◆ **Given task**: Extend the podcast transcript below on vulnerability with one's team, carrying it forward from its final sentence.

Momentum Podcast: 133

Vulnerability with Your Team Creates Momentum

by Alex Charfen

Episode Description

Over 90% of entrepreneurs never build a team. There is a reason, asking for help is one of the hardest things for people like us to do. 

We have all been on the team, or tried to do the project with other people that failed because no one would work is hard as we did. Everyone of us has asked for help and then let down. Some of us, myself included, had a hard time understanding how to even access help growing up. All of this leads to difficulty in building a team, and becoming a transformational leader. Once we understand this difficulty, and realized that if we are vulnerable with our team, they can actually help us when we needed the most, everything gets easier.

Full Audio Transcript

I'm Alex Charfen, and this is the Momentum Podcast, made for empire builders, game changers, trail blazers, shot takers, record breakers, world makers, and creators of all kinds, those among us who can't turn it off, and don't know why anyone would want to. We challenge complacency, destroy apathy, and we are obsessed with creating momentum so we can roll over bureaucracy and make our greatest contribution.

◆ **Supplied records**:

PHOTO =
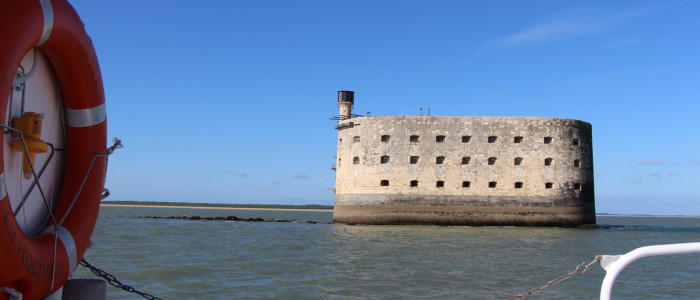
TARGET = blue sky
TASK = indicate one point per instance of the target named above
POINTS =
(228, 101)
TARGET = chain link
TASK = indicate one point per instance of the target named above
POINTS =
(582, 268)
(113, 281)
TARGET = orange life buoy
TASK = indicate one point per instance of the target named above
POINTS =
(31, 265)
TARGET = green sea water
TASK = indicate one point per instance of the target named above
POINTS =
(186, 259)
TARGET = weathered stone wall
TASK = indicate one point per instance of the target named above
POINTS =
(374, 171)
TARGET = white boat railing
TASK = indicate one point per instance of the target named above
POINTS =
(614, 264)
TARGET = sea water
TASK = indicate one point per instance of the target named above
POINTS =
(188, 259)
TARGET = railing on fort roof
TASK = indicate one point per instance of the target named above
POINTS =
(341, 118)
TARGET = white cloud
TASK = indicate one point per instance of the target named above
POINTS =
(241, 175)
(651, 162)
(569, 24)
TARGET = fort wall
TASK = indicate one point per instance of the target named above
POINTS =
(464, 171)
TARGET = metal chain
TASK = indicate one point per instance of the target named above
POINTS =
(113, 281)
(582, 268)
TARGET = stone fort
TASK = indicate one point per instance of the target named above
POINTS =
(447, 170)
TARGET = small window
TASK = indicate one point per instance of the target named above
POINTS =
(518, 161)
(547, 161)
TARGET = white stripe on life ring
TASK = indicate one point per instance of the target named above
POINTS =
(48, 21)
(86, 117)
(67, 239)
(3, 188)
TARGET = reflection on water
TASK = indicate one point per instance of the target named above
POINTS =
(177, 259)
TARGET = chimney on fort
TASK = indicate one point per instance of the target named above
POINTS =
(345, 101)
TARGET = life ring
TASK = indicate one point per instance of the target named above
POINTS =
(38, 266)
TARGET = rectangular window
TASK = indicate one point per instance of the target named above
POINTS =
(439, 160)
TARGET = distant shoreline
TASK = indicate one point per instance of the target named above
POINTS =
(219, 207)
(331, 210)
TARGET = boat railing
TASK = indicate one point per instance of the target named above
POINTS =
(614, 264)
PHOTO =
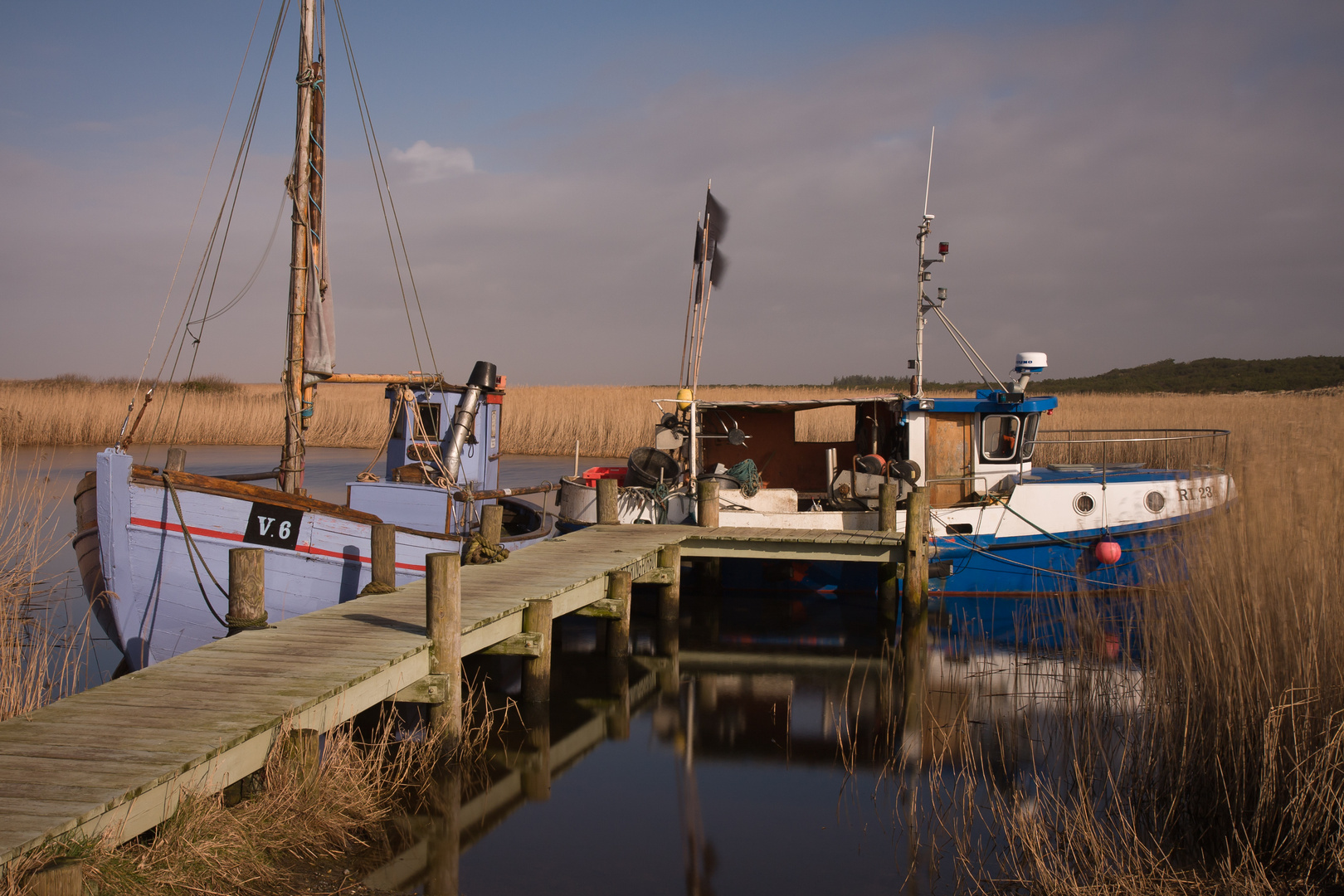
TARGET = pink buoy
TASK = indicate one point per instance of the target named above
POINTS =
(1107, 551)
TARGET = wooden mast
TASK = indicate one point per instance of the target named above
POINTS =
(300, 261)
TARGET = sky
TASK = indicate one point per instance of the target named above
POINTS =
(1120, 183)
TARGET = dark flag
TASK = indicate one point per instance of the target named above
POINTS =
(718, 268)
(717, 219)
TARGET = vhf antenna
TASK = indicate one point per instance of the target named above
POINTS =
(929, 179)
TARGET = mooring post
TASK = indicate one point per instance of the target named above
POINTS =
(56, 879)
(670, 594)
(914, 622)
(492, 523)
(888, 578)
(177, 461)
(246, 590)
(444, 626)
(383, 550)
(707, 503)
(608, 509)
(537, 766)
(619, 631)
(537, 670)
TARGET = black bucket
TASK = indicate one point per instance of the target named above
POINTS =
(647, 464)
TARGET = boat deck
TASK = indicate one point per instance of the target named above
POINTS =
(119, 755)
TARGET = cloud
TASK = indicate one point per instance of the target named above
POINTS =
(426, 164)
(1114, 192)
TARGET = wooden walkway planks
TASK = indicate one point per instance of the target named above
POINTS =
(119, 755)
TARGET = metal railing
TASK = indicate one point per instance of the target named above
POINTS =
(1160, 449)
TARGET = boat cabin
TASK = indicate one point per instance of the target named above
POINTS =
(411, 490)
(965, 448)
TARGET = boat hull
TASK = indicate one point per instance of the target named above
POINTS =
(162, 597)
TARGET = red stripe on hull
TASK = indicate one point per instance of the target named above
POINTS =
(236, 536)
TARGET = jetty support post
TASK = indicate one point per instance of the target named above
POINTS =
(444, 625)
(707, 516)
(492, 524)
(383, 551)
(246, 590)
(888, 578)
(914, 624)
(619, 653)
(670, 601)
(707, 503)
(537, 670)
(446, 845)
(608, 507)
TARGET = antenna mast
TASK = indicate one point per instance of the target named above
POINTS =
(923, 303)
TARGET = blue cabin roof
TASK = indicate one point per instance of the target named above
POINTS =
(988, 402)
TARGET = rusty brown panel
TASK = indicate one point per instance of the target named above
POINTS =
(784, 464)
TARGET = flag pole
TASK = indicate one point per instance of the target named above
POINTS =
(689, 305)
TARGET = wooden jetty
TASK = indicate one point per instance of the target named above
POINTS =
(117, 758)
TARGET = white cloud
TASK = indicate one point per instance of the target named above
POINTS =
(426, 163)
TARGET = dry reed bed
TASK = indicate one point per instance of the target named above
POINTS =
(606, 421)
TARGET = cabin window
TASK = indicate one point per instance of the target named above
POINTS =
(999, 437)
(427, 422)
(1029, 434)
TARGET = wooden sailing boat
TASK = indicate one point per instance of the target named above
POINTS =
(153, 543)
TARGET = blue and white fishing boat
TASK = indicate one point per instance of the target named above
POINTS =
(153, 543)
(1098, 514)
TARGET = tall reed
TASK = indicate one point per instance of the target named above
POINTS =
(39, 659)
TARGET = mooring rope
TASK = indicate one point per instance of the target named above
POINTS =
(191, 547)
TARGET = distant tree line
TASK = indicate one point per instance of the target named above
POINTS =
(1205, 375)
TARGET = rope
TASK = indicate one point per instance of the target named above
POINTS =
(747, 476)
(234, 622)
(481, 551)
(191, 548)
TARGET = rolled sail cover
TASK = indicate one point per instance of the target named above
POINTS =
(320, 320)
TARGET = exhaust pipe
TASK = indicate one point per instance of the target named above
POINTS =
(464, 421)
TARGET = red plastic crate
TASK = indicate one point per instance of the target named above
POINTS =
(594, 473)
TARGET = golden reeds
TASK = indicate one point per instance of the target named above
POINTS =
(38, 663)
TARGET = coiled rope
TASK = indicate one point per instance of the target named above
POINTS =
(747, 476)
(229, 621)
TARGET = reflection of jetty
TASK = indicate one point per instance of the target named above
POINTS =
(119, 755)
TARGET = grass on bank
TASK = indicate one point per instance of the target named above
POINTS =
(299, 822)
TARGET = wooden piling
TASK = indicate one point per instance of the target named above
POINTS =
(619, 631)
(492, 523)
(888, 572)
(383, 551)
(707, 503)
(670, 596)
(537, 670)
(58, 879)
(914, 622)
(608, 511)
(246, 590)
(446, 845)
(444, 626)
(537, 767)
(177, 461)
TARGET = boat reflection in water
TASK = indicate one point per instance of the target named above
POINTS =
(733, 758)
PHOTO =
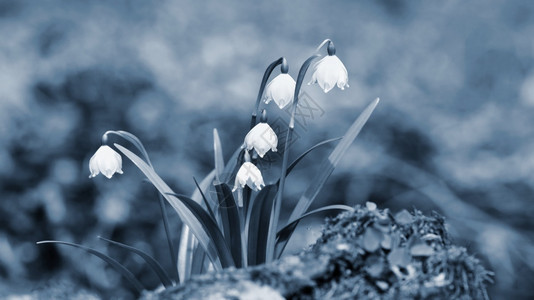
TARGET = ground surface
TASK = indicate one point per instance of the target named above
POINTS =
(365, 254)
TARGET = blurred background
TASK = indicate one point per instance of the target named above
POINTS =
(453, 133)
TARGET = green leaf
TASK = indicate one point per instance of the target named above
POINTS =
(258, 221)
(211, 228)
(233, 164)
(285, 233)
(328, 165)
(187, 241)
(217, 149)
(230, 221)
(197, 263)
(183, 212)
(151, 262)
(115, 264)
(206, 202)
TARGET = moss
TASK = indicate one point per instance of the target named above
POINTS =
(365, 254)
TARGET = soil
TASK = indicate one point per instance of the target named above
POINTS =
(367, 253)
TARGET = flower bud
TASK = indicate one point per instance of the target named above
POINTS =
(249, 175)
(106, 161)
(262, 138)
(329, 72)
(281, 90)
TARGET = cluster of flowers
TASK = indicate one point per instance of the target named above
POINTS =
(328, 73)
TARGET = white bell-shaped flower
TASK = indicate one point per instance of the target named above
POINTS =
(262, 138)
(281, 90)
(105, 161)
(249, 175)
(329, 72)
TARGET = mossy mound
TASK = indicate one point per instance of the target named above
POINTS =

◆ **Reply to the exercise**:
Sure we pay attention to their rules, but only so we can bend them, break them, then rewrite them around our own will. We don't accept our destiny, we define it. We don't understand defeat because you only lose if you stop, and we don't know how.

While the rest of the world strives for average, and clings desperately to the status quo, we are the minority, the few, that are willing to hallucinate there could be a better future, and instead of just daydreaming of what could be, we endure the vulnerability and exposure it takes to make it real.

We are the evolutionary hunters. Clearly, the most important people in the world because entrepreneurs are the only source of consistent, positive human evolution, and we always will be. Vulnerability with your team creates momentum.

This is one of the most difficult lessons for an entrepreneur to learn because when all of us, including me, first go out and hire our team, it's not very pretty. Yes, there are some entrepreneurs that are natural born managers or leaders, and have never had a problem with a team, have never had a problem bringing in leverage. I'm not one of those, and to be honest with you, I haven't met a lot of them either.

Most of my clients have struggled about a hard time, just like I did. I share with people openly. Today, I build teams by accident. I have multiple businesses in multiple industries, and I coach businesses around the world, building dynamic, world-changing teams, but when I first started out, I didn't have any of this.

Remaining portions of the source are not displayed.